··· Source

1. A rusty propane tank needs to be refilled in Langkawi. It is refilled an hour or so before we leave port, but while sailing out of the harbor we discover there is a leak between the valve and the body. Alex empties the propane tank over the railing, while Tex, Hollywood, and I secretly wonder if we are going to blow up before ever seeing a sail pulled out.

2. We pull out a bigger, more inconvenient, back-up propane tank from the recesses of the boat, but find that the propane line on the boat has some leaks. We eat cold food for a few days while getting to Pulau Weh

3. In Pulau Weh, Alex and Hollywood get components to fix the leaks on the line only to find out that we have very little gas in the big tank to test the line.

4. Hollywood and I head back to Banda Aceh to get our empty propane tanks filled, find out that 1) Indo propane dispensers only fill Indo valve styles, 2) and they won’t change valves on tanks that aren’t Indo style, 3) oh yeah, it’s a holiday so no dispensers are open anyway, and 4) after giving up and buying an Indo regulator and two 5KG tanks with Indo valve styles, we are told we aren’t allowed to bring them onto the ferry. We take the regulator with us, sell the propane on the spot for a 5 dollar loss, and then manage to buy tanks in Sabang for 50% more than what we paid in Banda Aceh.

······
··· Excerpted data

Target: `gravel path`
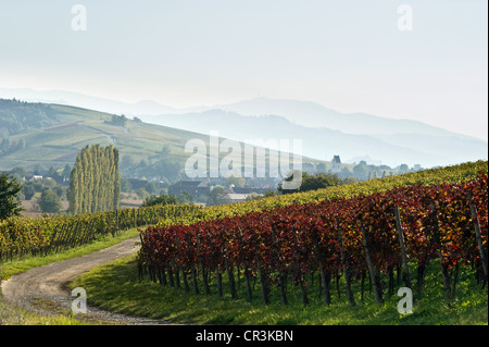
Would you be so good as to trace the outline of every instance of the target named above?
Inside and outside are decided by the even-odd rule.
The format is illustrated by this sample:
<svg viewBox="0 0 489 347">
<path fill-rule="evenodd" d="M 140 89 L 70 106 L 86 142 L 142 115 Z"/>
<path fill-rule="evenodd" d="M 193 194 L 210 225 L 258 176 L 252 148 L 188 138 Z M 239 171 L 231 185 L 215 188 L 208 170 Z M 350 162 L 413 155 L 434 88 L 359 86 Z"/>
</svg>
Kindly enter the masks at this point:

······

What you need to do
[1] Write out the propane story word for word, from "2. We pull out" up to and including "test the line.".
[2] In the propane story, where do they finally manage to buy tanks?
The rows have nothing to do with any of this.

Final results
[1]
2. We pull out a bigger, more inconvenient, back-up propane tank from the recesses of the boat, but find that the propane line on the boat has some leaks. We eat cold food for a few days while getting to Pulau Weh

3. In Pulau Weh, Alex and Hollywood get components to fix the leaks on the line only to find out that we have very little gas in the big tank to test the line.

[2] In Sabang.